■ WRITTEN REQUEST
Locate each row below that contains the string "road" and copy those rows out whole. Only matches with the same uppercase and lowercase letters count.

■ RECORDED DATA

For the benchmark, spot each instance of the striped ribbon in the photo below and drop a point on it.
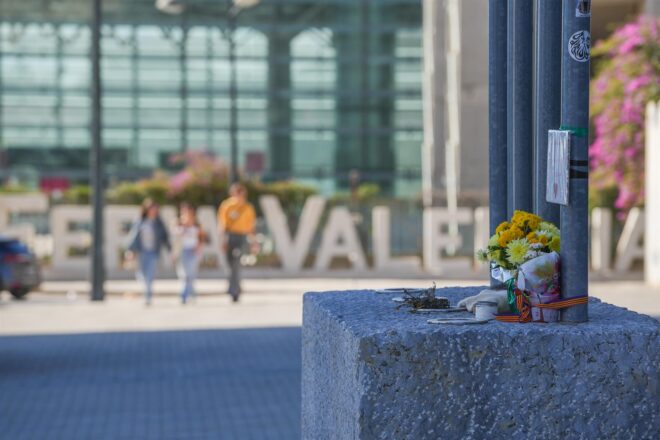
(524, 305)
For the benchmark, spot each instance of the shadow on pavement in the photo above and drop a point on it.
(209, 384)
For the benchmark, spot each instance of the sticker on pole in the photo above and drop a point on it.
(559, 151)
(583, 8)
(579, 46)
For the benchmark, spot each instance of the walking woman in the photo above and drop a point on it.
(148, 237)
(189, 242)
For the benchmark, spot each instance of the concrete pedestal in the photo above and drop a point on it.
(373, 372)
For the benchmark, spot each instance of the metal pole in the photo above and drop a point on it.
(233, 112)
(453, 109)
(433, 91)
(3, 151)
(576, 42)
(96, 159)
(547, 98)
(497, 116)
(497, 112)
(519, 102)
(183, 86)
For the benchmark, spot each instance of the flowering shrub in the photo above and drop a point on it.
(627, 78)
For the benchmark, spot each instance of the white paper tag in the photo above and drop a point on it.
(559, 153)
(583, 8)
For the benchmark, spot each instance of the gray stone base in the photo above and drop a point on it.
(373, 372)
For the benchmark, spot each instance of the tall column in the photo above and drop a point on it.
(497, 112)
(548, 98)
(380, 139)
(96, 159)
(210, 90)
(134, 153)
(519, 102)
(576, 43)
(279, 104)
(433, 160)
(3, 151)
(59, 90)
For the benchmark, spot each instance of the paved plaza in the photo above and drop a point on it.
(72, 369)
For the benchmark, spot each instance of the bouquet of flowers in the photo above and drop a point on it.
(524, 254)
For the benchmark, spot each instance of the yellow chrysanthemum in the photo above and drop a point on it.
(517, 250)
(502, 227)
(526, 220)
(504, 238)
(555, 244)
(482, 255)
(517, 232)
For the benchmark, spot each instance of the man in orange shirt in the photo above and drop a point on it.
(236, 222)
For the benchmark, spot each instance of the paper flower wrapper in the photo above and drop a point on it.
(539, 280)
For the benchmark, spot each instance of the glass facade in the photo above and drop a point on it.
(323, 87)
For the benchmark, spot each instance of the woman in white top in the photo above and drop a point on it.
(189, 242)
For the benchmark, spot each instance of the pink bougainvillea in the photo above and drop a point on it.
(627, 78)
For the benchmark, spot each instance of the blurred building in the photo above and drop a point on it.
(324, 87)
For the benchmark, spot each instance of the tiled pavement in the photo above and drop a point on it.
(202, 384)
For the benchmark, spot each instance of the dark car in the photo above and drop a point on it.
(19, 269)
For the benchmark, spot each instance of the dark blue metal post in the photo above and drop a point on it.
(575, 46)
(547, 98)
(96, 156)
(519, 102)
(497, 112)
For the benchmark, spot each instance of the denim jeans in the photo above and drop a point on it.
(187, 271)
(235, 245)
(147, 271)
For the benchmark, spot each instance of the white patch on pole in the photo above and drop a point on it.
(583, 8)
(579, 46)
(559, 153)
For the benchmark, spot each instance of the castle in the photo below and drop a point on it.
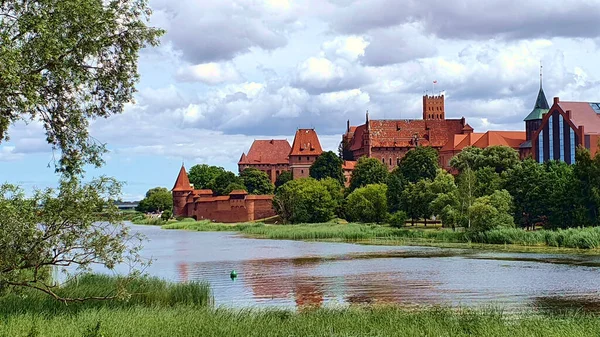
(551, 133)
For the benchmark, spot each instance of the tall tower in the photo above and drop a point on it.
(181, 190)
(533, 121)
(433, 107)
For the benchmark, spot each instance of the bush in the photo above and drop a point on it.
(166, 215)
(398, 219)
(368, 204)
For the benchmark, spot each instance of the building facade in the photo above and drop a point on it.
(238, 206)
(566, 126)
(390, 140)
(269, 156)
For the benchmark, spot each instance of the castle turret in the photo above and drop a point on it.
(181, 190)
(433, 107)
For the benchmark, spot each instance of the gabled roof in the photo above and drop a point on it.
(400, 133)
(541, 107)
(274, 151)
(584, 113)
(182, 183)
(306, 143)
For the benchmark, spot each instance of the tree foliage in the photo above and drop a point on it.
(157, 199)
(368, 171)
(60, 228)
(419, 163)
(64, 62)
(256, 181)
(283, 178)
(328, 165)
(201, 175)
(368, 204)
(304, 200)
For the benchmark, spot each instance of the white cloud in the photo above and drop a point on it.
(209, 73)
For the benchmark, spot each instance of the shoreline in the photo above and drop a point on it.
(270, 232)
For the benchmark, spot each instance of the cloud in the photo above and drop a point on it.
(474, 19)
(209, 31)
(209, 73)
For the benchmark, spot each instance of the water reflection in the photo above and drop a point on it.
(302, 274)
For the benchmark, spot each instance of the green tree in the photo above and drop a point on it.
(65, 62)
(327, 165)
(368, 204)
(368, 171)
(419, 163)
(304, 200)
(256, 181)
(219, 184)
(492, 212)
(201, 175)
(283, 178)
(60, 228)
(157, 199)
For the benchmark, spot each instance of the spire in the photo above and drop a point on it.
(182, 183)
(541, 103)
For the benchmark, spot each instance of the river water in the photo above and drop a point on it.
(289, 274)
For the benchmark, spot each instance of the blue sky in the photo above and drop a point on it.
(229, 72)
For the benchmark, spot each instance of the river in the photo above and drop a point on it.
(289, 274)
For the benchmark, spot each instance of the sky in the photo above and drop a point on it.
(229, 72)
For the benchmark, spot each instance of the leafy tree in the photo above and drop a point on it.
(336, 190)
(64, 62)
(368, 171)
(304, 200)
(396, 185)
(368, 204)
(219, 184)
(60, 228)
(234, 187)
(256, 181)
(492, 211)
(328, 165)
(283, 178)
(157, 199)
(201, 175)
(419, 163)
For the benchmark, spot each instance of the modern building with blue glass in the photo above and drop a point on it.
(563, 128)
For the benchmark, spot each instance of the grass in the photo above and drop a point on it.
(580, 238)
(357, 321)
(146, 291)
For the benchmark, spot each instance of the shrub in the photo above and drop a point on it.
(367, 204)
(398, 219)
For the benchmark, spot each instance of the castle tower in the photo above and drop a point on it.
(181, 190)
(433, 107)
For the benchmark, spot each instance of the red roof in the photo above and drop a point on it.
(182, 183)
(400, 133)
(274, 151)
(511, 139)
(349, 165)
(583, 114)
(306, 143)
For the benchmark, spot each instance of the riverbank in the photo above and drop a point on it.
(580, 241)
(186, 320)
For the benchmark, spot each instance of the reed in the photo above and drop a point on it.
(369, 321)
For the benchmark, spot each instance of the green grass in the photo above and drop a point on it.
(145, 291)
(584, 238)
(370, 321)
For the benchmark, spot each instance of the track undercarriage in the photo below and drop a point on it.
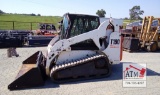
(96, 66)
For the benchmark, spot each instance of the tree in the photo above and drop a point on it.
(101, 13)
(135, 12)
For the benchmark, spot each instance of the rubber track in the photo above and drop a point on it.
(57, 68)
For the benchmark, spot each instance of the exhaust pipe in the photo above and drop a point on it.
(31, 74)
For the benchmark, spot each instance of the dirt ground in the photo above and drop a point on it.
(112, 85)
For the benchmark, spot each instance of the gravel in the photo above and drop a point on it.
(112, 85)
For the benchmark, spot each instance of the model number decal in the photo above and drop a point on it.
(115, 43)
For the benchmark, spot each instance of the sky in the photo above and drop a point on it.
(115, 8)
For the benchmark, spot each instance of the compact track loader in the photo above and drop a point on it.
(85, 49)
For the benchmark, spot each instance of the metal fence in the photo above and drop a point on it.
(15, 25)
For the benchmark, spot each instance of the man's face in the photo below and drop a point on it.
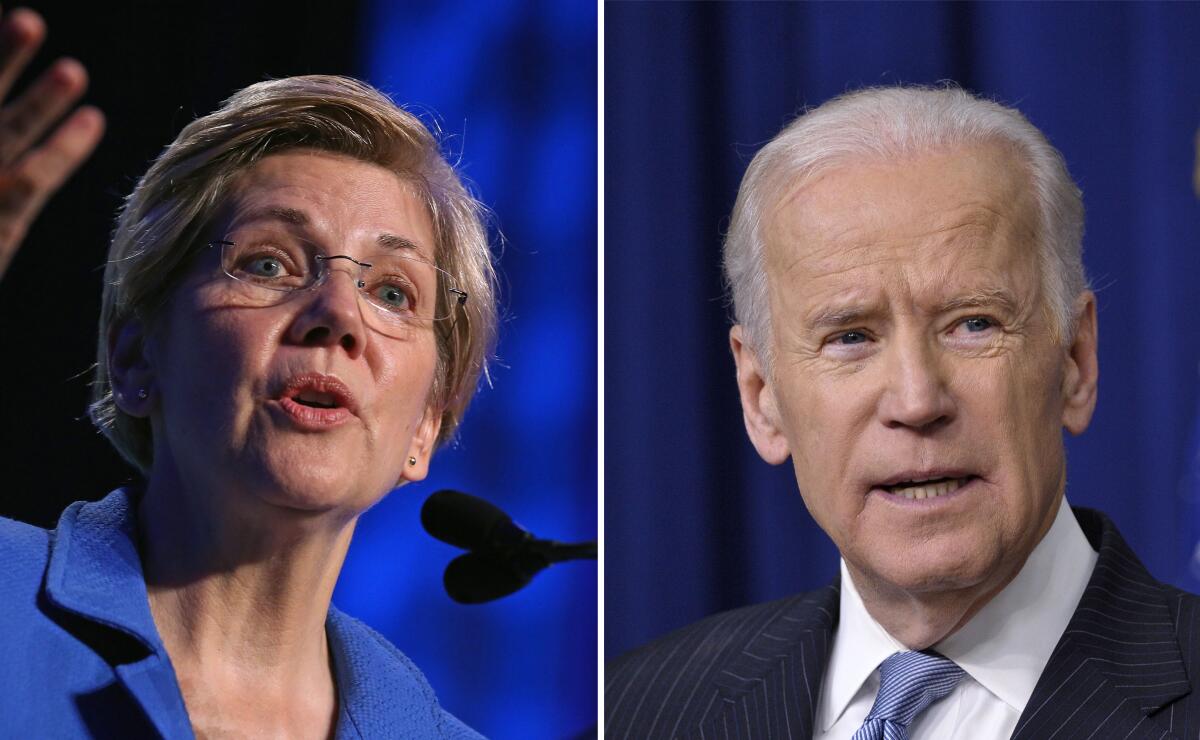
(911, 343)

---

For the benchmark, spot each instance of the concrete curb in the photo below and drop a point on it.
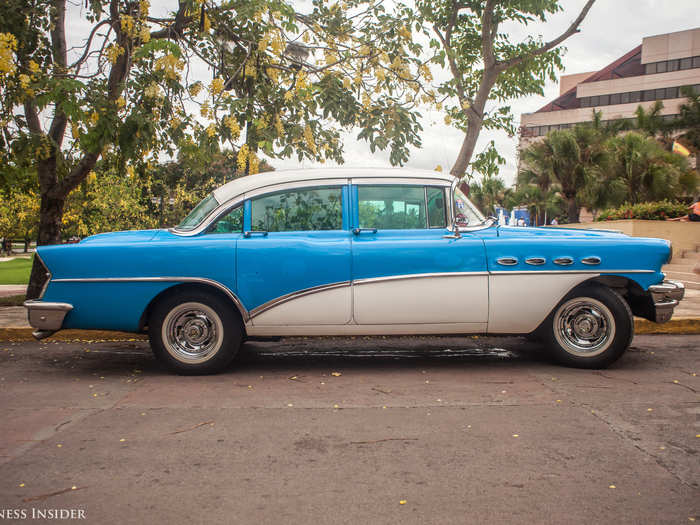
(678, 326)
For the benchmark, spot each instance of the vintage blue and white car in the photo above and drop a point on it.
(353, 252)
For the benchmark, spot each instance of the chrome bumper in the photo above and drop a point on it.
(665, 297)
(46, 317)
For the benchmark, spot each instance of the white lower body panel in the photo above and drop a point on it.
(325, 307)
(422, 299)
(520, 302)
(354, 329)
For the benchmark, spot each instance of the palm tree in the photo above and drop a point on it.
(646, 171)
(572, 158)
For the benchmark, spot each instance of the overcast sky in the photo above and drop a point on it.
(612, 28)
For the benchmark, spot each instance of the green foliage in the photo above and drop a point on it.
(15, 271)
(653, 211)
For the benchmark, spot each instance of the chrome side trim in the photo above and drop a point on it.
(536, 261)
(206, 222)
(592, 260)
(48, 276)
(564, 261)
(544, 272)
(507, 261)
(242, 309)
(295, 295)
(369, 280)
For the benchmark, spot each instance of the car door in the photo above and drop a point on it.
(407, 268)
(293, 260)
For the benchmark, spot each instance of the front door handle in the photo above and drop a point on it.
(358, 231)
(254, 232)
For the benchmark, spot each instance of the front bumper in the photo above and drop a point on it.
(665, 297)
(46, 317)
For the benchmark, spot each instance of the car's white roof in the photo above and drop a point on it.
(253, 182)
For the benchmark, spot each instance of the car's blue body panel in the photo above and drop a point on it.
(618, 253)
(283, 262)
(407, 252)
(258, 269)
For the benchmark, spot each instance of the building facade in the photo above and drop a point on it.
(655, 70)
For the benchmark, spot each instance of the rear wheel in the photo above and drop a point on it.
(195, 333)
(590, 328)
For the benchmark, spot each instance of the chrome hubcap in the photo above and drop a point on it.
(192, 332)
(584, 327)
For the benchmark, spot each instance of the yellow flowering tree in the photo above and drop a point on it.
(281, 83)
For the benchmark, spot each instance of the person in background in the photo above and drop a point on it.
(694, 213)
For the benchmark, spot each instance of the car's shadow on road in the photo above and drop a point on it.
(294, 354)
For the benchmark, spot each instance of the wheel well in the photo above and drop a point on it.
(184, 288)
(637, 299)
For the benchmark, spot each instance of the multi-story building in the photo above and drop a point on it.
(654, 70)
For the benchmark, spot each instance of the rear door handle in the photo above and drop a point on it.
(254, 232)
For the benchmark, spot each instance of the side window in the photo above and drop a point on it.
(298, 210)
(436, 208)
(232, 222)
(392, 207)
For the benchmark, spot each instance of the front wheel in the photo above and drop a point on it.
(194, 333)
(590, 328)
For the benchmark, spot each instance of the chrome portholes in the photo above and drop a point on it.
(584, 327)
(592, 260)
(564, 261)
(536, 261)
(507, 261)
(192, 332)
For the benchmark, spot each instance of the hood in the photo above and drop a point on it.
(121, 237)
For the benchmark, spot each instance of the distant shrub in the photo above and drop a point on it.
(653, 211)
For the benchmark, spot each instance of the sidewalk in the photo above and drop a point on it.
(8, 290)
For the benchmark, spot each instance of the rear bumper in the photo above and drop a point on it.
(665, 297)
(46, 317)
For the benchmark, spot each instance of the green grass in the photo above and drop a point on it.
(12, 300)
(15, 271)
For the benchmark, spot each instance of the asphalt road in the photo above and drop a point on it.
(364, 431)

* * *

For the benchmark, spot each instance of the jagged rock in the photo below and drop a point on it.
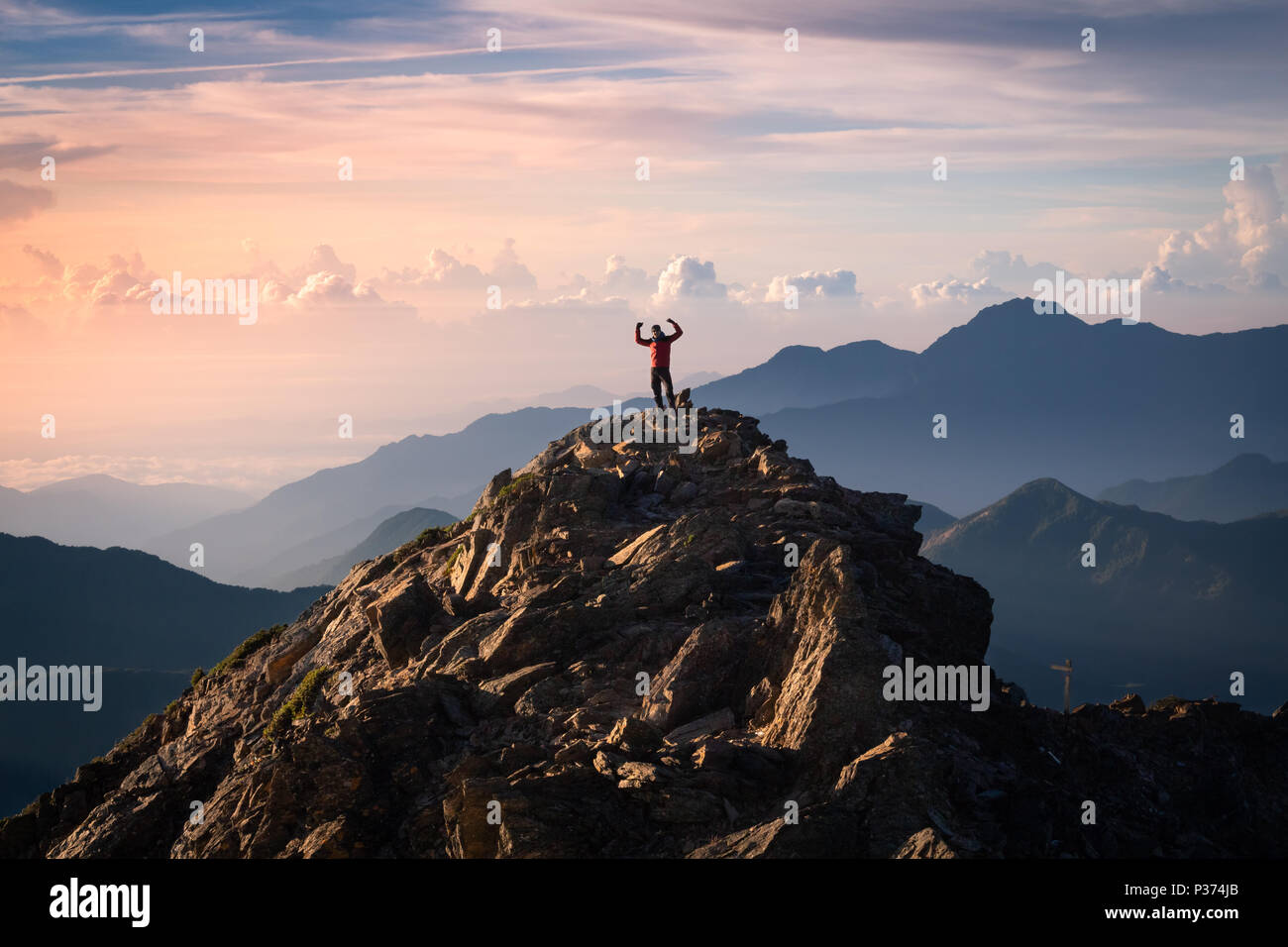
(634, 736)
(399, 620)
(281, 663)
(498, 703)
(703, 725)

■ ANSWER TO THE TASK
For the benchmark, spot each instance of the car's shadow on road in the photo above and drop a point on it.
For the benchmark, spot each instance of the asphalt road in the photo above and drop a point on it.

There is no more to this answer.